Directions. Of the records that follow, copy only the lines from the line containing "target | chopped parsley" to the line containing "target | woman with dark hair", both included, exactly as written.

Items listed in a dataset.
....................

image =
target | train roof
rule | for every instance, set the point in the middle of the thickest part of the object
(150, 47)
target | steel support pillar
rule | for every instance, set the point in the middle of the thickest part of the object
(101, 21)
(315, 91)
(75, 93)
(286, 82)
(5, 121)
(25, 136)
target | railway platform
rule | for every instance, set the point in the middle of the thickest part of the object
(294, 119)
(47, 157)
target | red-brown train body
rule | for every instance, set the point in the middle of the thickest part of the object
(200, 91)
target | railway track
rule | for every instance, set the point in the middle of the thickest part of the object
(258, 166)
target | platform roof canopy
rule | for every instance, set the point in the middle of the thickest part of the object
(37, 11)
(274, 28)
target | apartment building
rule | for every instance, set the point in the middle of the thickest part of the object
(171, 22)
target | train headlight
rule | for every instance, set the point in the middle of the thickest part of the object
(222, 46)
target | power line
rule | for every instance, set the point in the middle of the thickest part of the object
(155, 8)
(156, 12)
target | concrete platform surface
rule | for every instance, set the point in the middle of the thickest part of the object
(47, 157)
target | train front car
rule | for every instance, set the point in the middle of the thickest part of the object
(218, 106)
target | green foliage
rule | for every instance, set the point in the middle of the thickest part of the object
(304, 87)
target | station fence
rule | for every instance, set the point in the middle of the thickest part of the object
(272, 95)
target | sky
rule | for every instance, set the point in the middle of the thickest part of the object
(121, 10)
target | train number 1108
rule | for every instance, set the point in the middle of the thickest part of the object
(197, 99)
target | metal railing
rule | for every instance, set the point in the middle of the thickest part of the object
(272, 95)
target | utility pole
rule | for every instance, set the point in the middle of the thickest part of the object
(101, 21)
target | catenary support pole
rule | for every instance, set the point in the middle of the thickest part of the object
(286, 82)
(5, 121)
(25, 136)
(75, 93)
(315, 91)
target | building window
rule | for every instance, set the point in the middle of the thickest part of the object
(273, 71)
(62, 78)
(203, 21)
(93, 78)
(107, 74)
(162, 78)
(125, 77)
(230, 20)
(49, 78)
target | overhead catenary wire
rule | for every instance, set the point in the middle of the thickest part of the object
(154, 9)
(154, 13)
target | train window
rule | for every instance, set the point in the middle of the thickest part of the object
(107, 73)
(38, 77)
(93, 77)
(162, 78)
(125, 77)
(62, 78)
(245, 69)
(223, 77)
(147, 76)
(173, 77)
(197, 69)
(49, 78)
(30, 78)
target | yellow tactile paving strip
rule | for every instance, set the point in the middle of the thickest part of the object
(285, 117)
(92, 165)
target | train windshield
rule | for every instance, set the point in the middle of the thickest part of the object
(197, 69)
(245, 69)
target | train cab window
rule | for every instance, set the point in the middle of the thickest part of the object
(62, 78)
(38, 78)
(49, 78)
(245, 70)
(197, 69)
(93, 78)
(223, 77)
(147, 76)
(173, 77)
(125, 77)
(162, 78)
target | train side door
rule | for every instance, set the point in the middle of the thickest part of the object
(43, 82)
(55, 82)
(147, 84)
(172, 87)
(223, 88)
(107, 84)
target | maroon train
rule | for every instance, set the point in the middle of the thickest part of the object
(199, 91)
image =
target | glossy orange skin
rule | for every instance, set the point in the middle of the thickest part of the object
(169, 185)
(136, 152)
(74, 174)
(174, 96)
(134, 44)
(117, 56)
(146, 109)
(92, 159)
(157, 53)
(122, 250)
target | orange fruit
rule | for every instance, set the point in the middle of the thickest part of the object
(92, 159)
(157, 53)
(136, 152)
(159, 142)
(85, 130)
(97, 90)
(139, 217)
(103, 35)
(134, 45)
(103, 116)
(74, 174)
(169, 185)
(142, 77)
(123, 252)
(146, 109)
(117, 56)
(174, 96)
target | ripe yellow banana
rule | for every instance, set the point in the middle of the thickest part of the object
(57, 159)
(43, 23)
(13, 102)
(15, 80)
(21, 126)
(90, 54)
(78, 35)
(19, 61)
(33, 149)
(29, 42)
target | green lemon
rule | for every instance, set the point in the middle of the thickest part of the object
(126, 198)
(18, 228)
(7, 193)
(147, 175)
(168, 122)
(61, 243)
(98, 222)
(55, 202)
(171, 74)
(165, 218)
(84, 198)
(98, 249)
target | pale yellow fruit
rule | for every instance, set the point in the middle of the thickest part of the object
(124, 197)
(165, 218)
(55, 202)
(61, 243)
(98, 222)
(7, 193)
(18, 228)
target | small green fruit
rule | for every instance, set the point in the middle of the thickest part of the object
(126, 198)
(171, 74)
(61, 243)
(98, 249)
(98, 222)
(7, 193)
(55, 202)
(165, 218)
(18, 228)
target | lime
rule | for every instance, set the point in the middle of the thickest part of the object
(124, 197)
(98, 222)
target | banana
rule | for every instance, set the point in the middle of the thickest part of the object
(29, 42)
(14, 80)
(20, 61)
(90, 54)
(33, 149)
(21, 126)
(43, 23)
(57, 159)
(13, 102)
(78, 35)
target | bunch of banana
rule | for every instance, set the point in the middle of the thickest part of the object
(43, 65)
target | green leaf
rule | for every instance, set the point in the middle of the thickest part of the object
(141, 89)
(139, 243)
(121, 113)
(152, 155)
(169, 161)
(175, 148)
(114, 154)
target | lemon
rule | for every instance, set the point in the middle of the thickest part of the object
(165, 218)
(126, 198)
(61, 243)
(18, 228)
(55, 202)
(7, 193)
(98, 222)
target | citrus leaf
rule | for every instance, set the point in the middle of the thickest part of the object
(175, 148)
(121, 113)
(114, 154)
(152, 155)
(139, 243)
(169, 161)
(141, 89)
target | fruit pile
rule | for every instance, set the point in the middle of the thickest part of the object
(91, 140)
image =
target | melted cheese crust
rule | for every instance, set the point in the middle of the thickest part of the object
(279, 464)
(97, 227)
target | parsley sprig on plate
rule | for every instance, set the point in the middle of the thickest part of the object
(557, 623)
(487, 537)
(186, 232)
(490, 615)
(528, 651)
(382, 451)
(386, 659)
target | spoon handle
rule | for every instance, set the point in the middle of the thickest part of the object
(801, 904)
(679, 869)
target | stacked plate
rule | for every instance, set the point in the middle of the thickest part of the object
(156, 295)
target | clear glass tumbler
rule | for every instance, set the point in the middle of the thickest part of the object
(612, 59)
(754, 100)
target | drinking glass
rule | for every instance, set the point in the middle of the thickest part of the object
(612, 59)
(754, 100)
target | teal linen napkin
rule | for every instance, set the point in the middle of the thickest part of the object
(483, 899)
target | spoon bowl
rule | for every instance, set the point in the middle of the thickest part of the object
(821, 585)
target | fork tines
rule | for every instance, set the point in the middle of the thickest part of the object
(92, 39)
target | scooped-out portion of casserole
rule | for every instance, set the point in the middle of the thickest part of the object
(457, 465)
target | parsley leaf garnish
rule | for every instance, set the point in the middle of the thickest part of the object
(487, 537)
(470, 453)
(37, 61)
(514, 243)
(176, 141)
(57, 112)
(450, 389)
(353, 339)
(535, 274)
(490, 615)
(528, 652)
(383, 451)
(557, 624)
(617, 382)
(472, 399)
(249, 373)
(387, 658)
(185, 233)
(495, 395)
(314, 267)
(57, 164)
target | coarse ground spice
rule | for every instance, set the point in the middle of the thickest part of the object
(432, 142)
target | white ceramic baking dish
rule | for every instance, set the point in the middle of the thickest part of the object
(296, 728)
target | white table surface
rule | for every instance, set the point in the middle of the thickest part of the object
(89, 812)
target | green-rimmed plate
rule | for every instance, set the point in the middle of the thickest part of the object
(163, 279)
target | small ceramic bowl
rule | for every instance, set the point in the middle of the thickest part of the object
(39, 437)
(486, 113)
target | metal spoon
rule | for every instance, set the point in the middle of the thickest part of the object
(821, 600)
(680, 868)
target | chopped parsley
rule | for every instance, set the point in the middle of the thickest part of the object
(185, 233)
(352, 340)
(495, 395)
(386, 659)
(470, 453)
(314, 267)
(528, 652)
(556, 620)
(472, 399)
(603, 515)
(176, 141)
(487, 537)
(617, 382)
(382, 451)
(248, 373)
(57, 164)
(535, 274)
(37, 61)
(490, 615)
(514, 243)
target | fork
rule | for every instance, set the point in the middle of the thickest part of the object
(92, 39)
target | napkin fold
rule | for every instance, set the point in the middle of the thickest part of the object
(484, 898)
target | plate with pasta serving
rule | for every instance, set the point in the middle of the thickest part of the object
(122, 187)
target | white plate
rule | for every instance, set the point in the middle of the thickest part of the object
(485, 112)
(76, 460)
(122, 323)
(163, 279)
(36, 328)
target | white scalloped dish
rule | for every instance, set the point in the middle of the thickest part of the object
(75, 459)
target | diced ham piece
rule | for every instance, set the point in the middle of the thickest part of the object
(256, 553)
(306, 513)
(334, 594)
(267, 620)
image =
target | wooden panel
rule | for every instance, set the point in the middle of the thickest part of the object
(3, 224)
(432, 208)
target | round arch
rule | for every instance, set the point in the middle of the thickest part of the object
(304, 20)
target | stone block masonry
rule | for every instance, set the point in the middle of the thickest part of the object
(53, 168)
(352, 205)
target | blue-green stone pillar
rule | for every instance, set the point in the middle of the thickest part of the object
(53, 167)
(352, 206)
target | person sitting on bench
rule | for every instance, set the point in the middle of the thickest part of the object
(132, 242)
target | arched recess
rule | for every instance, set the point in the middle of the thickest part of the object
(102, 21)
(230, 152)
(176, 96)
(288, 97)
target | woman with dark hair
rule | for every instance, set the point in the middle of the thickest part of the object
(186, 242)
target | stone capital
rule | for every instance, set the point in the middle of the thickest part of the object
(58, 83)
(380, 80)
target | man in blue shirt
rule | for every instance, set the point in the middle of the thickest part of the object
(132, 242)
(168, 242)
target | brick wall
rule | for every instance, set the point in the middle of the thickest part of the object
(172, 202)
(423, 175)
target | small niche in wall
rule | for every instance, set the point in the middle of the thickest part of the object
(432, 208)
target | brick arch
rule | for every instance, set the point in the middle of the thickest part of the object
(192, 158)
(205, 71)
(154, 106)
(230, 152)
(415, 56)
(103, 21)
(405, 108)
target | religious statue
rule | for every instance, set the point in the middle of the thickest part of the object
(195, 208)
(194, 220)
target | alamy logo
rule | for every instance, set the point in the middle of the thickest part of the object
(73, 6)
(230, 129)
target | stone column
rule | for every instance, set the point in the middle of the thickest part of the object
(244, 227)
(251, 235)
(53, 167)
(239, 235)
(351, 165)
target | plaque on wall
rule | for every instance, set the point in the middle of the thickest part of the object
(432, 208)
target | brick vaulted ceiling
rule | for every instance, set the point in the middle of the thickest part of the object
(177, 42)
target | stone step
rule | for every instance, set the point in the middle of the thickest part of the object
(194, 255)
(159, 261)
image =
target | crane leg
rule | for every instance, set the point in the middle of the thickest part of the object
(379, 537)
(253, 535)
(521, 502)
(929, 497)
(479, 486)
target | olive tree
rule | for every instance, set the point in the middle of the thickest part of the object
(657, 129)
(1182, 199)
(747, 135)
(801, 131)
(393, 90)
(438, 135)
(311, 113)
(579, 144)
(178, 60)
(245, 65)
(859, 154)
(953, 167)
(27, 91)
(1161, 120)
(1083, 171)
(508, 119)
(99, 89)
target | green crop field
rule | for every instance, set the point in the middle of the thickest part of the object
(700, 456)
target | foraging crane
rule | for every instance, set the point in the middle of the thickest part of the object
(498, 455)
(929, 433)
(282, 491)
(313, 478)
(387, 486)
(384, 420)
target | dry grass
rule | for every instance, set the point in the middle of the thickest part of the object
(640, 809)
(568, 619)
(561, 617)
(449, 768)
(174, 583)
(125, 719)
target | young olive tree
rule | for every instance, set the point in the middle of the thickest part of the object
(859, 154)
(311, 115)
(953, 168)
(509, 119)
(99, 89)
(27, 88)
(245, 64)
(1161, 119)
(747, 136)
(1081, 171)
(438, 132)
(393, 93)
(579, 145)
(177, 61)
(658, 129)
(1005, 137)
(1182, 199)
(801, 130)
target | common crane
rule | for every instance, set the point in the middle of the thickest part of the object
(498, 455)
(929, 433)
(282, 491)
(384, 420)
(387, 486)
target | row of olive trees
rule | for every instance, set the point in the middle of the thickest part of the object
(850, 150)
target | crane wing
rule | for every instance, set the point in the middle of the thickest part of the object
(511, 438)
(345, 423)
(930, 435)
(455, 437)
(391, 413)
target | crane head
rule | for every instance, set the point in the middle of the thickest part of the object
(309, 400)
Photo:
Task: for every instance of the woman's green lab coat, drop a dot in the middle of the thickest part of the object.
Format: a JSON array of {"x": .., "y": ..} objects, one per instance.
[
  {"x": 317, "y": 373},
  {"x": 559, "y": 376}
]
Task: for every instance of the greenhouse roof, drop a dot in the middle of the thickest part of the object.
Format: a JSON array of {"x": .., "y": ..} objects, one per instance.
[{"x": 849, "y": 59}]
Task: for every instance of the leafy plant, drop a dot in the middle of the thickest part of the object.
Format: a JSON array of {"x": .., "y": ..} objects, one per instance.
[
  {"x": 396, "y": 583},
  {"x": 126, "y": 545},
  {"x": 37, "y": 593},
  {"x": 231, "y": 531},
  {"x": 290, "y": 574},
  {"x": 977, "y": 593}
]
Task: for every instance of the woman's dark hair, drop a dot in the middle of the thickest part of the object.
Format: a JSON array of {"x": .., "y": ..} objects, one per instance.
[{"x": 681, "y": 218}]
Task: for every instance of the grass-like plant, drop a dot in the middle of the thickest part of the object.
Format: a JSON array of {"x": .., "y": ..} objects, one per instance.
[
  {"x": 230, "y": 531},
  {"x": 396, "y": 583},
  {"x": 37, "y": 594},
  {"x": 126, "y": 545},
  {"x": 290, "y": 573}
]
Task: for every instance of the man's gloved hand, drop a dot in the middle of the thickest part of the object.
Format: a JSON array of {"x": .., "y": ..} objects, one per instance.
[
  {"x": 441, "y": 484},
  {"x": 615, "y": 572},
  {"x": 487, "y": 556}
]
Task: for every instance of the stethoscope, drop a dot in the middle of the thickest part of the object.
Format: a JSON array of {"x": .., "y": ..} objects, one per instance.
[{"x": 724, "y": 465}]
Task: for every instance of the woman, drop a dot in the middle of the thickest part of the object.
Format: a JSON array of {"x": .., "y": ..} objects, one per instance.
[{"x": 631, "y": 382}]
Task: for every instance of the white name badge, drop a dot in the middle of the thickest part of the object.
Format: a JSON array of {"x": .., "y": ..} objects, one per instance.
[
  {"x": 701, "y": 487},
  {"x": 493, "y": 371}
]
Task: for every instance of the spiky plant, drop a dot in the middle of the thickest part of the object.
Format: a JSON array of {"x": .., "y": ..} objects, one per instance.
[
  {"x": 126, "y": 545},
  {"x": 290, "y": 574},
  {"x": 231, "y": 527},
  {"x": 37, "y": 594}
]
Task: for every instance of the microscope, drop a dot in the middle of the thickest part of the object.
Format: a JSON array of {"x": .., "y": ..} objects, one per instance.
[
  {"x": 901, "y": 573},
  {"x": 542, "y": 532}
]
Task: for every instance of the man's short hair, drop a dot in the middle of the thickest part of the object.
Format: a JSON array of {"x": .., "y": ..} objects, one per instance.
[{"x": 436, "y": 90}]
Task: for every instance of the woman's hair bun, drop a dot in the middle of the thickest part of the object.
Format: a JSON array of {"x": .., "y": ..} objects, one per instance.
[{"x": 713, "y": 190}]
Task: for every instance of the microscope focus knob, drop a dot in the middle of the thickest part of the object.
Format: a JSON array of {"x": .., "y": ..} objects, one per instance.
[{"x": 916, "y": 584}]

....................

Reply.
target | chopped parsley
rule | for every instance, set the point in the middle of the thickest part of the object
(185, 233)
(352, 340)
(495, 395)
(386, 659)
(470, 453)
(314, 267)
(528, 652)
(556, 620)
(472, 399)
(603, 515)
(176, 141)
(487, 537)
(617, 382)
(382, 451)
(248, 373)
(57, 164)
(535, 274)
(37, 61)
(490, 615)
(514, 243)
target | fork
rule | for every instance, set the point in the middle of the thickest part of the object
(92, 39)
target | napkin fold
rule | for every instance, set the point in the middle of the thickest part of the object
(484, 898)
target | plate with pasta serving
rule | for every instance, set the point in the middle of the thickest part of the object
(122, 187)
target | white plate
rule | for every instance, set the point in the middle of the thickest part of the object
(485, 112)
(76, 460)
(122, 323)
(163, 279)
(36, 328)
target | white scalloped dish
rule | for every instance, set the point in the middle of the thickest part of the object
(75, 459)
target | diced ham piece
rule | for every instance, set the point in the middle of the thickest part of the object
(256, 553)
(306, 513)
(334, 594)
(267, 620)
image =
target | wooden panel
rule | for every instance, set the point in the middle of the thickest part of the object
(3, 224)
(432, 208)
target | round arch
rule | for every instance, set the point in the middle of the thickest part of the object
(304, 20)
target | stone block masonry
rule | for every instance, set the point in the middle of the thickest part of the object
(53, 168)
(352, 205)
target | blue-green stone pillar
rule | for every instance, set the point in the middle of the thickest part of the object
(53, 167)
(352, 206)
target | person sitting on bench
rule | for every instance, set the point in the middle of the thickest part of the object
(132, 242)
target | arched recess
rule | for every instance, set the point in the middle of the thickest part of the object
(102, 21)
(230, 152)
(176, 96)
(288, 97)
target | woman with dark hair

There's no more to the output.